给定任务:
把这篇并查集题解中从"并查集,给n个点和m条边,每"一直到"序,然后再按原来的顺序输出。"的部分重新写出,并将其中的"偏移量"一律替换为"位移量"。

═════ 原文摘录 ═════

POJ 1984 Navigation Nightmare

并查集,给n个点和m条边,每条边有方向和长度,再给q个询问,第i个询问查询两个点之间在Ti时刻时的曼哈顿距离(能连通则输出曼哈顿距离,否则输出-1)

这题跟Corporative Network 有点像,只不过那题是维护到根节点的距离,这题还要顺便维护与根节点的x,y方向的偏移量。findset时,每次找完father就要加上father的x、y坐标偏移量,这样findset完以后就得到了与根的偏移量。然后合并时, (注意,这里是 fa[x] = y)

dr[x].x = r.x - dr[r.u].x + dr[r.v].x;  

dr[x].y = r.y - dr[r.u].y + dr[r.v].y;      即 x->y <==> u->v - u->x + v->y 如下图:

POJ 1984 Navigation Nightmare

这题还要注意数据可能不是按照时间顺序输入的,要做一个排序,然后再按原来的顺序输出。

 

代码:

#include <iostream>

#include <cstdio>

#include <cstring>

#include <cmath>

#include <algorithm>

using namespace std;

#define N 40100



int fa[N],q;



struct DR

{

    int x,y;

}dr[N],to[27];



struct ROAD

{

    int u,v;

    int x,y;

}road[N];



struct QUERY

{

    int a,b,time;

    int id,res;

}query[N];



void makeset(int n)

{

    for(int i=1;i<=n;i++)

    {

        fa[i] = i;

        dr[i].x = dr[i].y = 0;

    }

}



int findset(int x)

{

    if(x != fa[x])

    {

        int tmp = fa[x];

        fa[x] = findset(fa[x]);

        dr[x].x += dr[tmp].x;

        dr[x].y += dr[tmp].y;

    }

    return fa[x];

}



void unionset(int index)  //合并第index条边

{

    ROAD r = road[index];

    int x = findset(r.u);

    int y = findset(r.v);

    if(x == y)

        return;

    fa[x] = y;

    dr[x].x = r.x - dr[r.u].x + dr[r.v].x;   // x->y <==> u->v - u->x + v->y

    dr[x].y = r.y - dr[r.u].y + dr[r.v].y;   

}



int cmp1(QUERY ka,QUERY kb)

{

    return ka.time<kb.time;

}



int cmp2(QUERY ka,QUERY kb)

{

    return ka.id<kb.id;

}



void InitDirection()

═════ 已存数据行 ═════

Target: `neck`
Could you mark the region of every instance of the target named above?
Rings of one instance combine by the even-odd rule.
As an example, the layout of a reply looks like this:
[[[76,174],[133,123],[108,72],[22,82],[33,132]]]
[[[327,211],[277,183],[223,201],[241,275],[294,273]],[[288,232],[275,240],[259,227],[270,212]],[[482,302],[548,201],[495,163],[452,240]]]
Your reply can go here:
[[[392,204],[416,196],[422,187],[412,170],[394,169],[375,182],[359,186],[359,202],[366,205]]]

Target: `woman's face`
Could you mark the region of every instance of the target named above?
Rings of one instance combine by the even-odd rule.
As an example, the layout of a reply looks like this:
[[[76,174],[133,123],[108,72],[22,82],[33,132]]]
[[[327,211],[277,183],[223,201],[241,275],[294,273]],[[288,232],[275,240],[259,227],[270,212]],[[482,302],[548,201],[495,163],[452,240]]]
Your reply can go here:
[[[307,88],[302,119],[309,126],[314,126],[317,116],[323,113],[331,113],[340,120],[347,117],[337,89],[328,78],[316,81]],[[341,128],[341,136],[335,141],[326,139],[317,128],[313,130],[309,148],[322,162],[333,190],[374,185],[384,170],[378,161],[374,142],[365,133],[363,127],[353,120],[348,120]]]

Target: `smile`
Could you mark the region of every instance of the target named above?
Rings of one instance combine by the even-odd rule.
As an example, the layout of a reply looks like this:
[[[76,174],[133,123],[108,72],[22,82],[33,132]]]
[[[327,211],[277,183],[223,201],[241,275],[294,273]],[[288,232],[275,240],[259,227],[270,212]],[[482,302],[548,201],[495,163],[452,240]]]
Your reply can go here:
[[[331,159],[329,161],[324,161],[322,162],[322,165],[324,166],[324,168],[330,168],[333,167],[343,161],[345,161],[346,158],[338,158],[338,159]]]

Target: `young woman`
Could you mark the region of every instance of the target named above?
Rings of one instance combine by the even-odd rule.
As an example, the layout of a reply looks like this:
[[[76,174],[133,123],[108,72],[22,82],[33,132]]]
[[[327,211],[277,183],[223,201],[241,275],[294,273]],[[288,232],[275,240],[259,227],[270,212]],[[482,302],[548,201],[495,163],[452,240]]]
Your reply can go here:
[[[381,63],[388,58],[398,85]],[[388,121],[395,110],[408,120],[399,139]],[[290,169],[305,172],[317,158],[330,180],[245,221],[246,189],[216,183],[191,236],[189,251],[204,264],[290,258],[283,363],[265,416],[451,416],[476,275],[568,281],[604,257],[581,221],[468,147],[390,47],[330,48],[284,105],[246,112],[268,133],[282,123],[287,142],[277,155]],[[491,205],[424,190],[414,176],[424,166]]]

═════

完成结果:
并查集,给n个点和m条边,每条边有方向和长度,再给q个询问,第i个询问查询两个点之间在Ti时刻时的曼哈顿距离(能连通则输出曼哈顿距离,否则输出-1)

这题跟Corporative Network 有点像,只不过那题是维护到根节点的距离,这题还要顺便维护与根节点的x,y方向的位移量。findset时,每次找完father就要加上father的x、y坐标位移量,这样findset完以后就得到了与根的位移量。然后合并时, (注意,这里是 fa[x] = y)

dr[x].x = r.x - dr[r.u].x + dr[r.v].x;  

dr[x].y = r.y - dr[r.u].y + dr[r.v].y;      即 x->y <==> u->v - u->x + v->y 如下图:

POJ 1984 Navigation Nightmare

这题还要注意数据可能不是按照时间顺序输入的,要做一个排序,然后再按原来的顺序输出。